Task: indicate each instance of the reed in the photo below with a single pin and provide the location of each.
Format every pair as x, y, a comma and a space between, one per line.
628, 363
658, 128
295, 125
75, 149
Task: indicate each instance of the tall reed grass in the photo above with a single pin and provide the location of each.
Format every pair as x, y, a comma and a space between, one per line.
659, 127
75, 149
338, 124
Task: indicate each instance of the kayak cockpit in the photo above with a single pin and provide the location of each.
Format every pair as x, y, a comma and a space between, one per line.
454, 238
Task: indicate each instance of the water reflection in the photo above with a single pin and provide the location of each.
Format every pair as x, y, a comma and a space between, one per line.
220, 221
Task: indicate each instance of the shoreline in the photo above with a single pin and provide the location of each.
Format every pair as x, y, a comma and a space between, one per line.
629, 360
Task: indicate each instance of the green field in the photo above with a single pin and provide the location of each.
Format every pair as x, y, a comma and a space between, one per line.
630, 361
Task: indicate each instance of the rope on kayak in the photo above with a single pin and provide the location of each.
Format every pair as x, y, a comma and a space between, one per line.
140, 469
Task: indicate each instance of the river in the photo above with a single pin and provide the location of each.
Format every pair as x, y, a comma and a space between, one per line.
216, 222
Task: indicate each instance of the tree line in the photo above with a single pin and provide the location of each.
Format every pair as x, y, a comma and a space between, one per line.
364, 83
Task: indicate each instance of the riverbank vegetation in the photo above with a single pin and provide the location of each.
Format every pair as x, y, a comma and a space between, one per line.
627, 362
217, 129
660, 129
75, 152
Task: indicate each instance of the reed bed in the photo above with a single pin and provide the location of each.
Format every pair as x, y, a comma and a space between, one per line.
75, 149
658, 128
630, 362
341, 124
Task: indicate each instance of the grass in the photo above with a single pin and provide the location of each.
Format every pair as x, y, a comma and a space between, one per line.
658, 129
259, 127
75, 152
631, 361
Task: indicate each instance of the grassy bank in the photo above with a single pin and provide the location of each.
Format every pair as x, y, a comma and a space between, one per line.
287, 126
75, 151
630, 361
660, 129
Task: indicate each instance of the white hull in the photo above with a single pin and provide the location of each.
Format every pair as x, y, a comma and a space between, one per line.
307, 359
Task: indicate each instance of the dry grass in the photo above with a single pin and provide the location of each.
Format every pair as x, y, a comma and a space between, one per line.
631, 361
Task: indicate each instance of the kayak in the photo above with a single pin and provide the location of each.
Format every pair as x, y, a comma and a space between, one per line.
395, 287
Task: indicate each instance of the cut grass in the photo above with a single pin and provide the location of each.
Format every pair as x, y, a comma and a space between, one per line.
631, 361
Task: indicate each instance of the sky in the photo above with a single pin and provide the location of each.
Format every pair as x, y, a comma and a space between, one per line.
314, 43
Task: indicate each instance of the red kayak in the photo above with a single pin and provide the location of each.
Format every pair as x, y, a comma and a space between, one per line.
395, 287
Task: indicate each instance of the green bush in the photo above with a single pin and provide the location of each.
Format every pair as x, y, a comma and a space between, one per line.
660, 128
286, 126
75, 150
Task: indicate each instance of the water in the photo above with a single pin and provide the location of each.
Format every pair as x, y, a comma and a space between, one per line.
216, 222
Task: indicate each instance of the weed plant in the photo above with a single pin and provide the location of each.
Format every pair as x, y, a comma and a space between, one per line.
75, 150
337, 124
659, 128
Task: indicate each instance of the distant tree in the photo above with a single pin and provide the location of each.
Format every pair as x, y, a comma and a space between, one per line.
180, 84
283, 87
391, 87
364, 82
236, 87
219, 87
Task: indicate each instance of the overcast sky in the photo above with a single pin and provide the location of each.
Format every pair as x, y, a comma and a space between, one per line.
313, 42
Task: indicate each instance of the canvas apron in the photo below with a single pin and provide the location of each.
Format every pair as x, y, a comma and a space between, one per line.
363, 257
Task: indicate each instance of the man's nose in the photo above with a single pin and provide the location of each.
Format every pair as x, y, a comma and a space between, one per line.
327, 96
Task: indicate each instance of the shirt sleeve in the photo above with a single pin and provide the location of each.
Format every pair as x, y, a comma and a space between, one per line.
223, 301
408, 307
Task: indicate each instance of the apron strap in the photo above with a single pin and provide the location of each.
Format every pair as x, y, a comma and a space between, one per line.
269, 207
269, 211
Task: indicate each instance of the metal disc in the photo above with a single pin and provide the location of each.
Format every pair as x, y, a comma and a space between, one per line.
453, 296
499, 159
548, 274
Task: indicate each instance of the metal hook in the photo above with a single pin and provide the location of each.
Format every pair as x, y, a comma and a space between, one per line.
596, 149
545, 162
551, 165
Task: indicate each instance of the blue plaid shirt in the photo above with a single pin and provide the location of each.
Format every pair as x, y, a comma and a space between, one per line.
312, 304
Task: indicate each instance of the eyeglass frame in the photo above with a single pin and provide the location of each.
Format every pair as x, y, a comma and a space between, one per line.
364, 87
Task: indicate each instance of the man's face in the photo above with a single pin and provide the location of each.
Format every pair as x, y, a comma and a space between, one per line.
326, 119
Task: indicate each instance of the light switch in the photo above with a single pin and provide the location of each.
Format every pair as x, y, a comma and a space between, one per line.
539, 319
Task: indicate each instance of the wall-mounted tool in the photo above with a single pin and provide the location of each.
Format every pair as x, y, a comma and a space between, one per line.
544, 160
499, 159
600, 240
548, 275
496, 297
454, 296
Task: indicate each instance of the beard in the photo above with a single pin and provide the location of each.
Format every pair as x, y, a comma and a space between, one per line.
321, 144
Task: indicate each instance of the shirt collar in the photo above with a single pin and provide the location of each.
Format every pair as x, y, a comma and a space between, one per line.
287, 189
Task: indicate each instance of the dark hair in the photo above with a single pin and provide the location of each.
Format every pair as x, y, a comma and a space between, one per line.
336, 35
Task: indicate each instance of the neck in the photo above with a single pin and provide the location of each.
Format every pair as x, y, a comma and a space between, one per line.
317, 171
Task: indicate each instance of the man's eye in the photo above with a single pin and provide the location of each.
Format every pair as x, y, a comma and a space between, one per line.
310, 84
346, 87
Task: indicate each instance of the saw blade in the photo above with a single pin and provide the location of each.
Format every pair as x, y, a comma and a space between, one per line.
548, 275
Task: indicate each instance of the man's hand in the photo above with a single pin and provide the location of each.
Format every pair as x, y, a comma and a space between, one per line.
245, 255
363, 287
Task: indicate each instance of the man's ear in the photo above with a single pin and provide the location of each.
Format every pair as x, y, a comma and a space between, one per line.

==================================================

Work to be completed. Copy out the rows word for word, starting at the line that contains "Task: indicate each instance of the man's hand" and continuing through the last line of the rows.

Reply.
Task: indicate each instance of the man's hand in the photo above with a single pin and provide the location of each.
Format every pair as x, y, a comma and a space between, one per line.
245, 255
363, 287
Task: indicate each instance of the man's ear in the photo above with a single pin and provide the location of each.
Format every pair as x, y, a comma and a space between, one per line.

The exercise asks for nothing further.